▸ DATA FOR THE TASK
==================================================
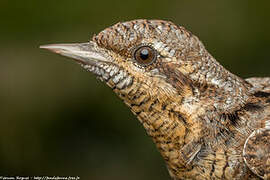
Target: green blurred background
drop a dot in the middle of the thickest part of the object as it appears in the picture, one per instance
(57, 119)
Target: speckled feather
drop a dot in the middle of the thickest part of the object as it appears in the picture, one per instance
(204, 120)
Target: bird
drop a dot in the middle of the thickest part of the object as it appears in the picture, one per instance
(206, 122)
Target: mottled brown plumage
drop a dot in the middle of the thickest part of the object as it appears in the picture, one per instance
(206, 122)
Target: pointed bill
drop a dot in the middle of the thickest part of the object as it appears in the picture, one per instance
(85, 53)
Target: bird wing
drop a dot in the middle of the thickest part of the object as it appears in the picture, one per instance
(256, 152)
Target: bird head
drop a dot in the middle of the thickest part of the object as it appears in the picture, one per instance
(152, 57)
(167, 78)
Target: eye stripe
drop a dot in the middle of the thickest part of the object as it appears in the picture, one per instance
==================================================
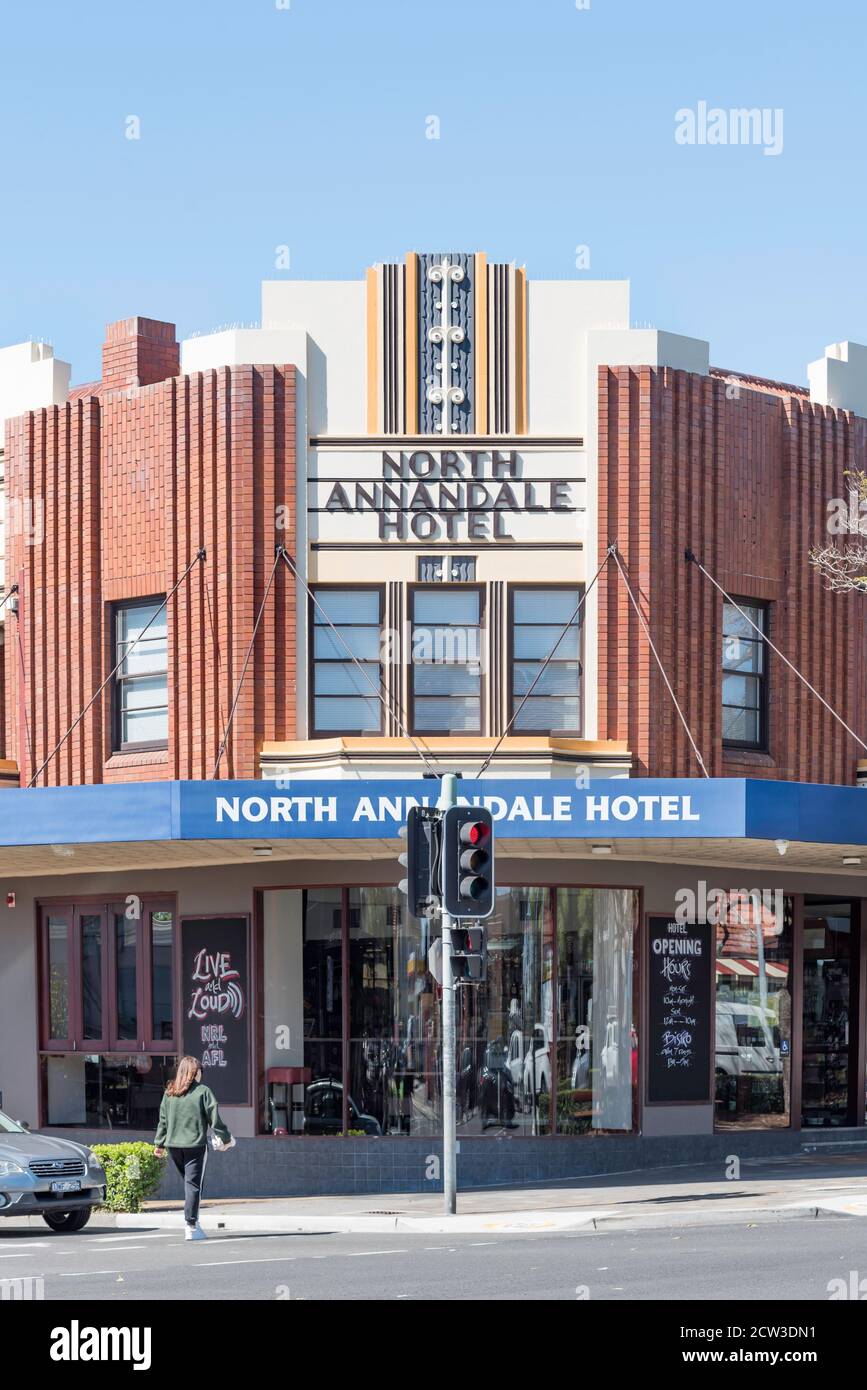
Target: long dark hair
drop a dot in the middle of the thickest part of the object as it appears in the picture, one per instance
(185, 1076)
==================================================
▸ WHAT TO DO
Return each line of the entries above that contains the string "Target", copied in full and in its original order.

▸ OUTPUT OF THE EXERCISE
Target: green blurred background
Target: speckled feather
Target: bird
Target: mottled brown plumage
Target: pointed bill
Target: bird wing
Target: bird head
Target: eye stripe
Target: long dark hair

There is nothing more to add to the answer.